* WHAT IS BEING ASKED *
The following data has a line with "Run detection on player's right" and a line with "Run detection on sleeve". Write out exactly those lines and all the lines between them.

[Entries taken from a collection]
────

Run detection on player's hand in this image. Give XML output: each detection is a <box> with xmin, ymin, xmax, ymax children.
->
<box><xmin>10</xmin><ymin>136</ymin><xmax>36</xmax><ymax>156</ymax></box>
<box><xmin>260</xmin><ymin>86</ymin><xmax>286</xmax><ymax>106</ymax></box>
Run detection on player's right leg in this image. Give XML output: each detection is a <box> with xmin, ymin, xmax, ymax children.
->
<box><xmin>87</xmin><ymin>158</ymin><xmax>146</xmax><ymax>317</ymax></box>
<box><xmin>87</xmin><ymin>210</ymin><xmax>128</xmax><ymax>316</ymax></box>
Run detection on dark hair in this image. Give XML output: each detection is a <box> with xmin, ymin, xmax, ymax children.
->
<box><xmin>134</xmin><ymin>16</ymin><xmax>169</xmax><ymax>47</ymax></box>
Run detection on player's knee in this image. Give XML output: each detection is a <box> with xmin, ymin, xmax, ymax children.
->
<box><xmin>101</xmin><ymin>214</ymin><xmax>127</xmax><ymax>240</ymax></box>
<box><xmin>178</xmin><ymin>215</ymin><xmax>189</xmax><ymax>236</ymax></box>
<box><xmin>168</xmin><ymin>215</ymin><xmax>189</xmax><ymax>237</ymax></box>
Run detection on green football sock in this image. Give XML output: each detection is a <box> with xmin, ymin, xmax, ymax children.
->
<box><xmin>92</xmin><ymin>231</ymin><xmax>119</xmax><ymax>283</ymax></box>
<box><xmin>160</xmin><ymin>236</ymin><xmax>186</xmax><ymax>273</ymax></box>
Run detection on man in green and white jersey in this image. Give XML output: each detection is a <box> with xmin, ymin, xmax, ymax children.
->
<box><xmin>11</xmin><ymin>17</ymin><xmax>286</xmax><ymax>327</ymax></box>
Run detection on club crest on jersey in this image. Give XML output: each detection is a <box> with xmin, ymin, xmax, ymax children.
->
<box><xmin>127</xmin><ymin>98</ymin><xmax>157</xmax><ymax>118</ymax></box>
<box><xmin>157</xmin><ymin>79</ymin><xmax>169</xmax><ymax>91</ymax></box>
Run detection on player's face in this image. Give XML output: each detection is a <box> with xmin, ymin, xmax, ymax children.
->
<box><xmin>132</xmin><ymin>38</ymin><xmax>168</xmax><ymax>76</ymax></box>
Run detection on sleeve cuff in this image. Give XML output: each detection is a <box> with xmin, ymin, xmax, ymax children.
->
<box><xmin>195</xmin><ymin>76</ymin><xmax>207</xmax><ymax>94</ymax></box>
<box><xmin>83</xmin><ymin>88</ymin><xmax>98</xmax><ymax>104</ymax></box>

────

* COMPLETED EXERCISE *
Run detection on player's right leg in this image. Give XML output: each detection is a <box> with xmin, ymin, xmax, ymax children.
->
<box><xmin>87</xmin><ymin>158</ymin><xmax>146</xmax><ymax>317</ymax></box>
<box><xmin>87</xmin><ymin>210</ymin><xmax>128</xmax><ymax>316</ymax></box>
Run detection on dark hair in this image. Give XML output: each detection is a <box> with xmin, ymin, xmax, ymax children.
->
<box><xmin>134</xmin><ymin>16</ymin><xmax>169</xmax><ymax>47</ymax></box>
Run detection on player's knee in this image. Give XML output: each detection is a <box> with xmin, ymin, xmax, ymax children.
->
<box><xmin>101</xmin><ymin>214</ymin><xmax>127</xmax><ymax>240</ymax></box>
<box><xmin>178</xmin><ymin>215</ymin><xmax>189</xmax><ymax>236</ymax></box>
<box><xmin>168</xmin><ymin>215</ymin><xmax>189</xmax><ymax>237</ymax></box>
Run detection on green football sock in this image. Give XML output: each detection is a <box> with xmin, ymin, xmax, ymax children.
->
<box><xmin>92</xmin><ymin>231</ymin><xmax>119</xmax><ymax>283</ymax></box>
<box><xmin>160</xmin><ymin>236</ymin><xmax>186</xmax><ymax>273</ymax></box>
Run detection on man in green and white jersey in this image. Give XML output: each detection is a <box> with xmin, ymin, xmax, ymax children.
->
<box><xmin>11</xmin><ymin>17</ymin><xmax>286</xmax><ymax>327</ymax></box>
Run detection on club crest on jersey in this image. Give XML output: each detection is a <box> with xmin, ymin, xmax, ymax children.
->
<box><xmin>127</xmin><ymin>98</ymin><xmax>157</xmax><ymax>118</ymax></box>
<box><xmin>157</xmin><ymin>79</ymin><xmax>169</xmax><ymax>91</ymax></box>
Run detection on player's face in this image. Give XML output: each detection is a <box> with xmin, ymin, xmax, ymax children.
->
<box><xmin>132</xmin><ymin>38</ymin><xmax>168</xmax><ymax>76</ymax></box>
Run detection on sleeve cuff in this image. Give XML output: each detection is a <box> with xmin, ymin, xmax, ymax children.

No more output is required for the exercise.